_Required task_
Reproduce the entries from the line containing "Indicate the yellow tank" through the last line of the entries, keeping each request and its format sample unchanged. Scale every coordinate in the answers by 0.95, rounding to whole numbers with halves rounded up.

— BEGIN —

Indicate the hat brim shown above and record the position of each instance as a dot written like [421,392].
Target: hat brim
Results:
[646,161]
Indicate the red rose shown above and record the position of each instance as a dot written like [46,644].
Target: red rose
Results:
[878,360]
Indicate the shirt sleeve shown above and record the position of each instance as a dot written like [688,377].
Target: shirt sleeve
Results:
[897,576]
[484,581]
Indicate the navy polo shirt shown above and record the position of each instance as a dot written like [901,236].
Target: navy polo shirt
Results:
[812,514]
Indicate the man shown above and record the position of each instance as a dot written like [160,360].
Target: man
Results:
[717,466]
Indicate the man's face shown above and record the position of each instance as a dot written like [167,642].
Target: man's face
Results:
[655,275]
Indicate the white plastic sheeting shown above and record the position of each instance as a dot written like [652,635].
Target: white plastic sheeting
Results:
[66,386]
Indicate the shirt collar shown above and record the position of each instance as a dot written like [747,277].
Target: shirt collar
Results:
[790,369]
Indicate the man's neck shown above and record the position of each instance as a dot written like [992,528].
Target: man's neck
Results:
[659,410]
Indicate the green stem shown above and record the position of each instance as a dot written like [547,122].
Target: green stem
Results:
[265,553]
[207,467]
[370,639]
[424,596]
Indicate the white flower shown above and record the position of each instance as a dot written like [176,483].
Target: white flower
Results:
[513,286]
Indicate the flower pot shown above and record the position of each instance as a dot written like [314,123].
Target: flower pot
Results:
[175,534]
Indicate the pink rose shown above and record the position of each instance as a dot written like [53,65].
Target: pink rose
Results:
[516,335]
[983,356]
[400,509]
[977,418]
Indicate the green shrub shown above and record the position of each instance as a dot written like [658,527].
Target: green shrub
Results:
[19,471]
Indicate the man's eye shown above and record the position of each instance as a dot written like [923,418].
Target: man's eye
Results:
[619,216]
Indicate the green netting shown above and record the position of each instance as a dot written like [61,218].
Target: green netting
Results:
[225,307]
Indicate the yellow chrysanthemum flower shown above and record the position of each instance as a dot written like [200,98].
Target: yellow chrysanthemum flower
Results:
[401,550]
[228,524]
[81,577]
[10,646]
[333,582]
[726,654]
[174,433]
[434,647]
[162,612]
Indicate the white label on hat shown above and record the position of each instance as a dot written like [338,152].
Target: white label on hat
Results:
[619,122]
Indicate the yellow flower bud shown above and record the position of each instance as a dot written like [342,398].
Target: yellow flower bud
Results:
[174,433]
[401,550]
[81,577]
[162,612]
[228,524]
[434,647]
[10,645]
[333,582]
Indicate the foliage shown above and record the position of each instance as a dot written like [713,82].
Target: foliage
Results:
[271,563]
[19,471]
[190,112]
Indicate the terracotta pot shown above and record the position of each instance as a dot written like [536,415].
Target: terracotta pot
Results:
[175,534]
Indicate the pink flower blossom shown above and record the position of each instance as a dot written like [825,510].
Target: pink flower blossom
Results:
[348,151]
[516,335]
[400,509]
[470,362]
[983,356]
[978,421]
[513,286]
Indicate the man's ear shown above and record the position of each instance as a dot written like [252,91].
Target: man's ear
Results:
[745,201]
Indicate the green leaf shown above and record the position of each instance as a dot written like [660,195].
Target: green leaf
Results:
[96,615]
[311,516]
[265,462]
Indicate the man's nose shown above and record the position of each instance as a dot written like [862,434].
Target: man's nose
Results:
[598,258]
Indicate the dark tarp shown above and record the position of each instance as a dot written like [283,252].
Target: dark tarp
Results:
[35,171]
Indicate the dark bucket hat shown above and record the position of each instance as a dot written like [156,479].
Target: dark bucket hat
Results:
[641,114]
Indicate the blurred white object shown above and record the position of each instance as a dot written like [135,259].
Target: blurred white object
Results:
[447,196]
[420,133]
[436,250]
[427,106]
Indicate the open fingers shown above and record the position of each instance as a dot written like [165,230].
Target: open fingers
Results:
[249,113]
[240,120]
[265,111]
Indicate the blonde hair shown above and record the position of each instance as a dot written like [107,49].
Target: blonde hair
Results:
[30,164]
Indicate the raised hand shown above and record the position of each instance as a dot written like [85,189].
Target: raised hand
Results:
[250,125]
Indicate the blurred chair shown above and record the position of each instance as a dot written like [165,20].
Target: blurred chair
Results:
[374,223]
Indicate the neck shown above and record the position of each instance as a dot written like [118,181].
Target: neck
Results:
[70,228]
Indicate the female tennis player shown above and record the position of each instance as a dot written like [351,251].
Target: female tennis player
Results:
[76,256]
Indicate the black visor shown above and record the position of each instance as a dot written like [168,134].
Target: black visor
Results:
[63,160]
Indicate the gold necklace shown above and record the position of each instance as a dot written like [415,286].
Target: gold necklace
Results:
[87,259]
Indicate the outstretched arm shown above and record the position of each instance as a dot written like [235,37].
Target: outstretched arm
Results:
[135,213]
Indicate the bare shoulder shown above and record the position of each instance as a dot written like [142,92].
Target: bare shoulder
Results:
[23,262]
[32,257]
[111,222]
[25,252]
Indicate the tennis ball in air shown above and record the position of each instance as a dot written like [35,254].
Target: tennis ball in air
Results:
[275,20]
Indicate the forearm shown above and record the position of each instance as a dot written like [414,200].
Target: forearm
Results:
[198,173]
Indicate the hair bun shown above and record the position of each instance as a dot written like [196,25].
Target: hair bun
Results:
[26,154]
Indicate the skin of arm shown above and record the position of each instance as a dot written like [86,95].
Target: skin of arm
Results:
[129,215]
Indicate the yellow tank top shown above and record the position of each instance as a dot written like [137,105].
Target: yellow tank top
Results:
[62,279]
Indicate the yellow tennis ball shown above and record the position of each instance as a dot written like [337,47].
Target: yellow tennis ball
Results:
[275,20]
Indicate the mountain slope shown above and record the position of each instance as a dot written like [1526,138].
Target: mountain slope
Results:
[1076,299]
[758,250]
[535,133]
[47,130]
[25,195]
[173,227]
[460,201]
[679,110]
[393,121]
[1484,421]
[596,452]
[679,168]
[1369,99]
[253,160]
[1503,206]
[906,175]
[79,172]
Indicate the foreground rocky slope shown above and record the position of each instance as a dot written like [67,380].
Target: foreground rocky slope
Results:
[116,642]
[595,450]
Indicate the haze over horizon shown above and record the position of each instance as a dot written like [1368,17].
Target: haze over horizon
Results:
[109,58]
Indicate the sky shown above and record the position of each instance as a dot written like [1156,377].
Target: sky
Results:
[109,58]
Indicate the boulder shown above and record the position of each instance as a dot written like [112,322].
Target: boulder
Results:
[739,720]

— END —

_The answer_
Indicate the yellow tank top shown above and record the position of each instance as a dot written like [137,105].
Target: yellow tank top
Results:
[59,265]
Indicate the yellow tennis ball shown above and record the position of each instance as a dot written like [337,47].
Target: yellow tennis ball
Results:
[261,19]
Indicate the mountain slope shown above and record the position of each instance as a dot written like [1526,138].
Target: mountain slope
Results:
[1022,284]
[720,238]
[508,126]
[45,124]
[24,185]
[164,216]
[437,191]
[645,105]
[373,115]
[1410,400]
[566,429]
[645,160]
[1301,94]
[240,152]
[1428,196]
[861,166]
[75,163]
Indicate the foreground rocky slope shown above and record the position of each instance as a dot written like [67,380].
Target: foreground rocky slope
Results:
[110,610]
[565,428]
Indicate the haze over horizon shown above and record the position of each instance as a dot written like [1368,17].
Target: haze over horizon
Results:
[104,55]
Indicate the sky shown above and record the position of each instance as a dot written like [1156,377].
Target: sky
Results:
[104,55]
Indicate the boulder shown above and record the position of each instance as a dot written like [112,322].
Target: boulder
Results:
[702,684]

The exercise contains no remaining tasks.